DIRECTIVES:
- 1) In the travel account of a visit to Dolores Hilgado, around what time did the travelers arrive in town?
- 2) Extend the travel account of the visit to Dolores Hilgado, picking up after its final sentence.

START SOURCE EXCERPT

We arrived in Dolores Hilgado around 10 am and it was a short walk to the Centro from the station. Once we got our bearings, we took a bit of a walk around town and checked out the sights. It was a classic Mexican town where life revolves around the town square and the hustle and bustle of street vendors fills the air. Virtually no one here spoke much English, so my Spanish was tested to the max. After a bit of walking we found a decent looking restaurant to grab a little lunch and I am pretty sure the tall, slender, dark-skinned, olive-eyed senorita that beckoned us in had nothing to do with my choice. No English was spoken here, but I find menus pretty easy to decipher. Having the servers understand me however is another story, but I managed to wrestle my way through without ordering fried walrus tusks or cowboy boot rellenos!



Know for its pottery and some unusual flavors of ice cream, after a few more hours of shooting photos and wandering about the town, we decided to try and get a beer at one of the small cantina's scattered about the town. If they have a swinging door and look like something out of a Pancho Villa movie, then you will probably find them to be "muy athentico" inside. We pushed our way through the doors, endured the stares of the entire group at the bar, and rather than slink off to one of the tables we sat down right at the bar and ordered some beers. This seemed to meet with the general approval of the patrons, and within a few minutes a man sat down next to us and asked "como se llama?". This being one of the few questions I actually remember from my Spanish lessons long ago,  I gave my reply in my best rapid-fire Spanish "Se llama Juan!". Well this was a really big hit and his face lit up like the scoreboard at Wrigley Field. "John" he said, I am John too!", and I felt like Arlo Guthrie at the Group W bench when he admitted his crime of "littering, and creating a nuisance". From that moment on we were "in" at the cantina and Juan regaled us with his adventures in the US in a blend of Spanish and English. Although I did not understand everything he said, I just kept grinning and nodding and this seemed to satisfy him. As we prepared to leave, Juan, who was pretty well into his cups by this time, persuaded one of his friends to shoot a photo on his phone so he could "show his wife" the Americano's he had met. Pretty sure she was going to be thrilled!

END SOURCE EXCERPT
START MATERIAL PROVIDED

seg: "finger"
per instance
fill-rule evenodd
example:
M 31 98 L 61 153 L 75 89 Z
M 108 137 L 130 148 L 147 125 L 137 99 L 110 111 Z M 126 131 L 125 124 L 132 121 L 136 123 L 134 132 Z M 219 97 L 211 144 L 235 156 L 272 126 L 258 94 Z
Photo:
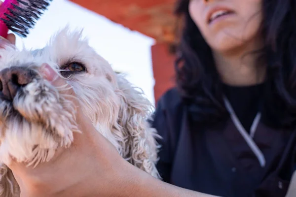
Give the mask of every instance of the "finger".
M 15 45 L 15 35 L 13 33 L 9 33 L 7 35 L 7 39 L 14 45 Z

END MATERIAL PROVIDED
START MATERIAL PROVIDED

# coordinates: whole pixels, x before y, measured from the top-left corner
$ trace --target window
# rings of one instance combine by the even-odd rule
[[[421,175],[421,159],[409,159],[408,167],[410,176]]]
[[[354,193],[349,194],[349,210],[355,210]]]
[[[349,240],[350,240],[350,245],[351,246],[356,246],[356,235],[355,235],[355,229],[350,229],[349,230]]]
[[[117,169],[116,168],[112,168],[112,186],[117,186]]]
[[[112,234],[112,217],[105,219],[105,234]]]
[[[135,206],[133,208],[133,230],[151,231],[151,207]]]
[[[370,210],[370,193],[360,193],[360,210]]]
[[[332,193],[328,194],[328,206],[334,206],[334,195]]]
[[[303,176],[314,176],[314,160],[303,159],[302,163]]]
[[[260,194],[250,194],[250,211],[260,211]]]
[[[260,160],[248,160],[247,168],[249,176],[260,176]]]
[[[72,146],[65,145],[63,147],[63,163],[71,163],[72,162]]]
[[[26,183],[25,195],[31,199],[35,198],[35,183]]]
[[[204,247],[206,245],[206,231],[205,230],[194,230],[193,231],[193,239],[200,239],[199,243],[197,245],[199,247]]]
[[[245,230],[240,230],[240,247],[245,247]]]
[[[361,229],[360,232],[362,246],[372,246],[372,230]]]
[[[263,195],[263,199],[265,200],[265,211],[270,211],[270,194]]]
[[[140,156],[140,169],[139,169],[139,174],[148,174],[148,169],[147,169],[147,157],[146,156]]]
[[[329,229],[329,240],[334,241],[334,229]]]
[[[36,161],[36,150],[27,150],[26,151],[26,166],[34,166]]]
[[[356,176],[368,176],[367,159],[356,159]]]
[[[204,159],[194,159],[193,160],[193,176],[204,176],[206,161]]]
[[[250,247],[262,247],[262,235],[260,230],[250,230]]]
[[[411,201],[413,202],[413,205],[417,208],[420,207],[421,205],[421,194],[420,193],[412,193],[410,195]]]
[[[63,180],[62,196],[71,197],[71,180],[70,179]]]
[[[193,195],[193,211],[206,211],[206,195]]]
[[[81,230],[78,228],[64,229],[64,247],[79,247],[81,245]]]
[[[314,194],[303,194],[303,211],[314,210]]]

END MATERIAL PROVIDED

OUTPUTS IN ORDER:
- 1) Around 10 am.

- 2)
We decided to head back to the bus station and see if we could grab an earlier bus as we had pretty well seen most of this small village. As we sat down, the wind started to blow, lightning flashed across the sky, and within what seemed like seconds huge sheets of rain fell out of the previously nearly cloudless sky. What ensued was one of the most powerful downpours I had ever seen. The street vendors scrambled to protect their goods and we boarded, getting soaked in the 10 ft or so to the bus. As we headed out of town, the streets had begun to flood, the Policia were already blocking the entrance to some roads, and the driver was lucky to get us out just in time. The rain continued for a while and you could see the smaller cars and trucks pulling off the road until things subsided. Other than limited visibility, the bus plowed through the water and about half way back to town, the rain suddenly quit. When we got to San Miguel, it was obvious it hadn't rained a drop there!

Next...off to Guanajuato and the Museum of the Mummies!


Saturday, June 4, 2016

The Land of the Giants...I Love a Parade!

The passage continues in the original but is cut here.